- **WORK TASK**: Here is the task for the records below: repeat exactly the lines from the one with "of the baseball" to the one with "of the sandy", both included, and nothing else.
** Opening RAW DATA block **
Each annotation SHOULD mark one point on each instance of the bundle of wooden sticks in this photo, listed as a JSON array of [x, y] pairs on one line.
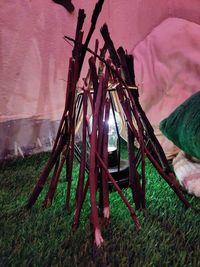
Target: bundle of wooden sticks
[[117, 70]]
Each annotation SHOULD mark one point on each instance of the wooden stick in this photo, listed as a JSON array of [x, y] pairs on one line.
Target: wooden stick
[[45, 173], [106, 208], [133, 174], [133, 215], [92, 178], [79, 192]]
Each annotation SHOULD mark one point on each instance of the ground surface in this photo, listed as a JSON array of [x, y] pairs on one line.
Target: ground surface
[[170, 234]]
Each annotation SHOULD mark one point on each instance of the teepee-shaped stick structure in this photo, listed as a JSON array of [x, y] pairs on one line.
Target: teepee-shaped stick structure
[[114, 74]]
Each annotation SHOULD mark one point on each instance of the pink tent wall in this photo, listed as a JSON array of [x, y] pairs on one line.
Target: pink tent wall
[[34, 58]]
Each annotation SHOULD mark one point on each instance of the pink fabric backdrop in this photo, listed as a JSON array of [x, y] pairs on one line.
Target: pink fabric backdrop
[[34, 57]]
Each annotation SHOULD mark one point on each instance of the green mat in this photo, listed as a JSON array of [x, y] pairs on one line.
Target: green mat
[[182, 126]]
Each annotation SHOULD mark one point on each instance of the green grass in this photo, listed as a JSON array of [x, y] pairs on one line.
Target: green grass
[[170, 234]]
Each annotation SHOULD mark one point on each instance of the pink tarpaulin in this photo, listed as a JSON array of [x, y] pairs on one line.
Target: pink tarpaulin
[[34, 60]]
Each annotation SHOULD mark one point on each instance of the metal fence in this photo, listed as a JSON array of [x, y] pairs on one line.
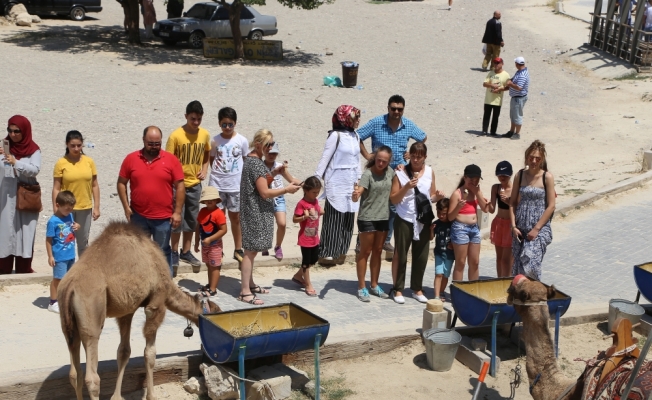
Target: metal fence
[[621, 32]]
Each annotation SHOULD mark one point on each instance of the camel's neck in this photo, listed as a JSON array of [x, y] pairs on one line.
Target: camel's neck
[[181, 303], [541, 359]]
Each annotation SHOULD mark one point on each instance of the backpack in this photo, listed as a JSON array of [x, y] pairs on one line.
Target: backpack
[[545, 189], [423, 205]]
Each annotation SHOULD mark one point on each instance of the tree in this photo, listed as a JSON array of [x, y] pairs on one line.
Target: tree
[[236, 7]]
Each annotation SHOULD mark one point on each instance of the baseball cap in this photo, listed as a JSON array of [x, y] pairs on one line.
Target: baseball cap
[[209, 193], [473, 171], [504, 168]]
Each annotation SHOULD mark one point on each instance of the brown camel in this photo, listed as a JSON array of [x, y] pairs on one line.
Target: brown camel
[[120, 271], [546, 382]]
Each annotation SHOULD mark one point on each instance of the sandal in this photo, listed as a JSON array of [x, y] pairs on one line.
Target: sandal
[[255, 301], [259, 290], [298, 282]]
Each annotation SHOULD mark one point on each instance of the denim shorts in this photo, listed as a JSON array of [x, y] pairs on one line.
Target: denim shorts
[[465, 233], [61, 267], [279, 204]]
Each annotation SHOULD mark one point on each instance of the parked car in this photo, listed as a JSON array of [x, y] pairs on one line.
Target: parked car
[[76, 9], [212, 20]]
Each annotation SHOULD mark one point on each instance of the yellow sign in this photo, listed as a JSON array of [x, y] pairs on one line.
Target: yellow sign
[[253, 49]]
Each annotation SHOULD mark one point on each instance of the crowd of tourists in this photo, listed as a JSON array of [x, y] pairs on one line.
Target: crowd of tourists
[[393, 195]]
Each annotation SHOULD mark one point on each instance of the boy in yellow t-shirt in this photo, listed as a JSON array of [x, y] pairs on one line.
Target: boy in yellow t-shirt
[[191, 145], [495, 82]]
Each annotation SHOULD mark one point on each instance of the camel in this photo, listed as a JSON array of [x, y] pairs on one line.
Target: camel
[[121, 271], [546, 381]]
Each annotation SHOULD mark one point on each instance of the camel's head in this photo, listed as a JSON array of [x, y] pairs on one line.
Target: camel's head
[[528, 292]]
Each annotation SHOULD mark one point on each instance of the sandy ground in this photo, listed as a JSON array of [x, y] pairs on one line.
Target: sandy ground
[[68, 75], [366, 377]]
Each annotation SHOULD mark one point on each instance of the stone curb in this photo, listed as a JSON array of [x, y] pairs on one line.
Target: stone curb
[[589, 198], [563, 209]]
** Closing RAW DATA block **
** Opening RAW DATA block **
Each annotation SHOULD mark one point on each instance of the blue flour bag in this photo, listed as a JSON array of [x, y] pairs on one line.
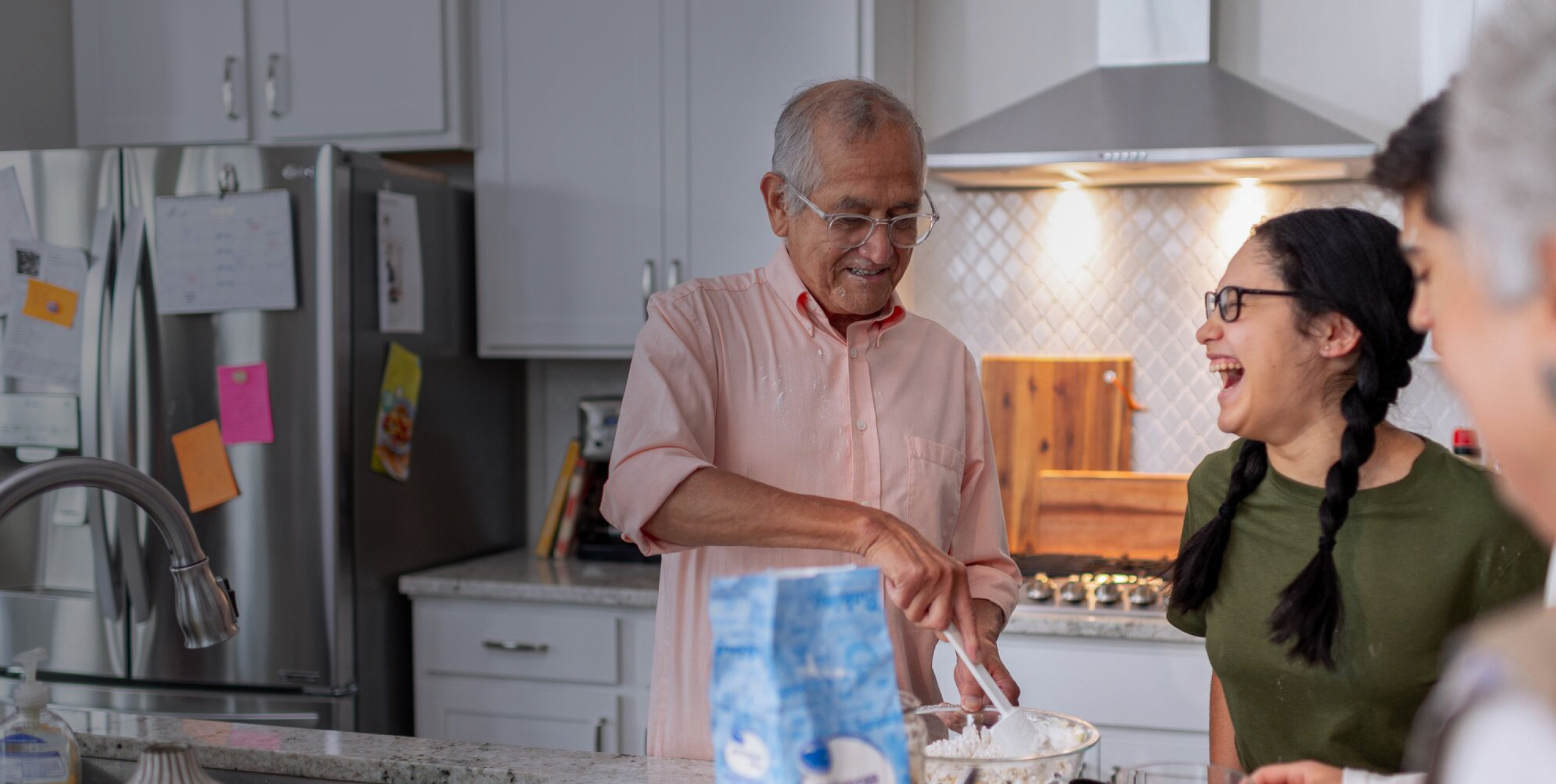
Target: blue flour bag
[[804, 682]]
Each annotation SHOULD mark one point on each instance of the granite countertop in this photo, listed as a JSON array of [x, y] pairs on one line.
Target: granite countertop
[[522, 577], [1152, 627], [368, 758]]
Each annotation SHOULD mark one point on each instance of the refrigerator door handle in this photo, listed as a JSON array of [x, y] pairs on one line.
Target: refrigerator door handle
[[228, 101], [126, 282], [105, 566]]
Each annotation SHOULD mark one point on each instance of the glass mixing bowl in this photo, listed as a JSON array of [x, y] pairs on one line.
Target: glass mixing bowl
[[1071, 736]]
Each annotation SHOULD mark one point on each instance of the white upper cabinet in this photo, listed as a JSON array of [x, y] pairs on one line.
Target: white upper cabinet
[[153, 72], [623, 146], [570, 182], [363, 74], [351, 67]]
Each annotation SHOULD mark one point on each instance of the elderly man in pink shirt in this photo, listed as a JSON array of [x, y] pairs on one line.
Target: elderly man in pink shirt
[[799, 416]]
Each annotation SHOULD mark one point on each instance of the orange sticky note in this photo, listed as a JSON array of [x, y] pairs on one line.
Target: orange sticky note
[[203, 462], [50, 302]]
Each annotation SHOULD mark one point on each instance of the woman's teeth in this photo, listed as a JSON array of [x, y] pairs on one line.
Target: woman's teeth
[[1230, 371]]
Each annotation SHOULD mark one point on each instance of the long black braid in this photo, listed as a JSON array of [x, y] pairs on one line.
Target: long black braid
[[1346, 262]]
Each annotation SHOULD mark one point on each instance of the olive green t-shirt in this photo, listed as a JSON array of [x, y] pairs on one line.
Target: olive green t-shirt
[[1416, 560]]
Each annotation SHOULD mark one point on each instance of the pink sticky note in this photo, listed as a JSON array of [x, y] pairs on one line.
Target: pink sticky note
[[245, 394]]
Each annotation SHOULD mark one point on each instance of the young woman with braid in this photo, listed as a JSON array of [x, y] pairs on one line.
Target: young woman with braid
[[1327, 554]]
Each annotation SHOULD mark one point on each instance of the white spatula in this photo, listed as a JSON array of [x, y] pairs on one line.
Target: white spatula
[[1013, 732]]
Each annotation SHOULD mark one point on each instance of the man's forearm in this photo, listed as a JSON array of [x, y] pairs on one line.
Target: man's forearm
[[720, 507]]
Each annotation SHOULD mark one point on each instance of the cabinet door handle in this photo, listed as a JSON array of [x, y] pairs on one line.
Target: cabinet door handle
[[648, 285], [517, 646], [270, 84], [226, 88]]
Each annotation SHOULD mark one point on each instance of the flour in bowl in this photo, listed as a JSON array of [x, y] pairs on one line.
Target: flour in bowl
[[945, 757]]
** Closing RAW DATA block **
- **TASK RESULT**:
Each annotation SHOULD mark one point on each instance of the baseball cap in this photo, listed as a JSON array of [x, y] pairs on one line.
Target: baseball cap
[[209, 193], [473, 171], [504, 168]]
Each annotation SHOULD mark one point on each instance of the brown camel in this photo, listed as a JSON array of [x, y] pairs on one line.
Target: brown camel
[[120, 271], [546, 382]]
Each annotation SHOULD mark one point on each instance of the sandal in this photo, listed as a JSON array of [x, y] pairs on one line.
Target: sandal
[[255, 301], [259, 290], [298, 282]]
Each annotation SHOULD mark one point on each instance of the denim shorts in this photo, listed as a JSON array of [x, y] pairs on one line.
Target: denim shorts
[[465, 233], [61, 267], [279, 204]]
Each annotation SHOULD mark one point on each instance of the parked car in this photo, listed as a JSON array of [x, y] pairs on one line.
Target: parked car
[[76, 9], [212, 20]]
Each annotation SHOULD mark one point on each instance of the yellow sign in this photo, listed as a JSON array of [x, y] pairs on one line.
Target: yellow sign
[[253, 49]]
Each annotation SHOULD mark one point on each instance of the crowd of tourists in this photo, listed as a JSON array of [x, y] pairs on one line.
Target: crowd of tourists
[[393, 195]]
Each annotation SHOULD mark one point on each instance of the boy in yellow t-shirt in this photo, listed as a JSON array of [x, y] pairs on one line.
Target: boy in yellow t-shirt
[[191, 145], [495, 82]]
Each annotation SHOULD mark one point on each instance of the camel in this photo, listed as a JSON array of [x, y] pairs on one line.
Target: camel
[[121, 271], [546, 381]]
Each annotation SHOULD mark one point on each instance of the camel's head in this photo, listed as a JSON array of [x, y] pairs on one line.
Target: camel's head
[[528, 292]]
Each annotation SHOULD mark one point on each instance of the sandy ground in this photo, listed as a JSON array of [x, y] pairs on one line.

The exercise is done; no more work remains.